Start of Block
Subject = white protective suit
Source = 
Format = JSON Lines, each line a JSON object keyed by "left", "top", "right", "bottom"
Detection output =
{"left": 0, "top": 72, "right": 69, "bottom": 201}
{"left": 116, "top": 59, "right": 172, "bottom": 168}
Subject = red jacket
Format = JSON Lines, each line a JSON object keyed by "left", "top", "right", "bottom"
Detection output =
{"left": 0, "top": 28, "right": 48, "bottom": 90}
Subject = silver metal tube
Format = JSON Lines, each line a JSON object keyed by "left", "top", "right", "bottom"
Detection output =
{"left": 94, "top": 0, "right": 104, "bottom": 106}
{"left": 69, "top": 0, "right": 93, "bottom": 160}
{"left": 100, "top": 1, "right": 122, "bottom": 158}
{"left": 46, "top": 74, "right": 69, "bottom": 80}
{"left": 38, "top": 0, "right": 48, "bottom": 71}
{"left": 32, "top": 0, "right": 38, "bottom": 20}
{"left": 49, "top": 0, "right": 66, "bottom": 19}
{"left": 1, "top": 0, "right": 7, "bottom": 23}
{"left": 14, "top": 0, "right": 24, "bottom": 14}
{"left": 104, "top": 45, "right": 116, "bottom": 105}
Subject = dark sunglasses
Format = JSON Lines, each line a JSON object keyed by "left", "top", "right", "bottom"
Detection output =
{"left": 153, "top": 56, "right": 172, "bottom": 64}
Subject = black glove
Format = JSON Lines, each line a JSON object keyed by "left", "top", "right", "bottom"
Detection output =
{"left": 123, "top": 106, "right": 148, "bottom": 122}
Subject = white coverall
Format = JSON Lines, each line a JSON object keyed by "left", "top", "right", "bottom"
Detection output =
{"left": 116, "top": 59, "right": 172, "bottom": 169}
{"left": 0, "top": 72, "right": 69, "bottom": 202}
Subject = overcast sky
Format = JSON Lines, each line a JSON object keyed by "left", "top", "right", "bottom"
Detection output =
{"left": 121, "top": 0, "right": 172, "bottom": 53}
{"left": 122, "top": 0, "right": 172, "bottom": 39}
End of Block
> [DIRECTIONS]
Every entry should be reproduced exactly, with no part omitted.

> [REPLY]
Subject = white protective suit
Source = 
Format = JSON Lines, each line a JSON object keyed by "left", "top", "right", "bottom"
Detection output =
{"left": 0, "top": 72, "right": 69, "bottom": 201}
{"left": 116, "top": 59, "right": 172, "bottom": 168}
Subject = red jacket
Format = JSON Lines, each line a JSON object keyed by "left", "top", "right", "bottom"
Detection output =
{"left": 0, "top": 28, "right": 48, "bottom": 90}
Subject = silver metal tube
Format = JSON Lines, each line a JSON object keyed by "left", "top", "right", "bottom"
Detection output =
{"left": 94, "top": 0, "right": 104, "bottom": 106}
{"left": 69, "top": 0, "right": 93, "bottom": 160}
{"left": 100, "top": 1, "right": 122, "bottom": 158}
{"left": 46, "top": 74, "right": 69, "bottom": 80}
{"left": 38, "top": 0, "right": 48, "bottom": 71}
{"left": 32, "top": 0, "right": 38, "bottom": 20}
{"left": 49, "top": 0, "right": 66, "bottom": 19}
{"left": 1, "top": 0, "right": 7, "bottom": 23}
{"left": 14, "top": 0, "right": 24, "bottom": 14}
{"left": 104, "top": 45, "right": 116, "bottom": 105}
Subject = dark sunglasses
Format = JSON Lines, each line a JSON object keyed by "left", "top", "right", "bottom"
Detection output =
{"left": 153, "top": 56, "right": 172, "bottom": 64}
Subject = black glove
Format = JSON Lines, each line a JSON object keyed by "left", "top", "right", "bottom"
Detection output =
{"left": 123, "top": 106, "right": 148, "bottom": 122}
Subject = white coverall
Format = JSON Lines, each line a JSON object keyed by "left", "top", "right", "bottom"
Detection output =
{"left": 116, "top": 59, "right": 172, "bottom": 169}
{"left": 0, "top": 72, "right": 69, "bottom": 202}
Subject = overcast sky
Format = JSON Lines, each line a JSON object keyed by "left", "top", "right", "bottom"
Detection output =
{"left": 121, "top": 0, "right": 172, "bottom": 53}
{"left": 122, "top": 0, "right": 172, "bottom": 39}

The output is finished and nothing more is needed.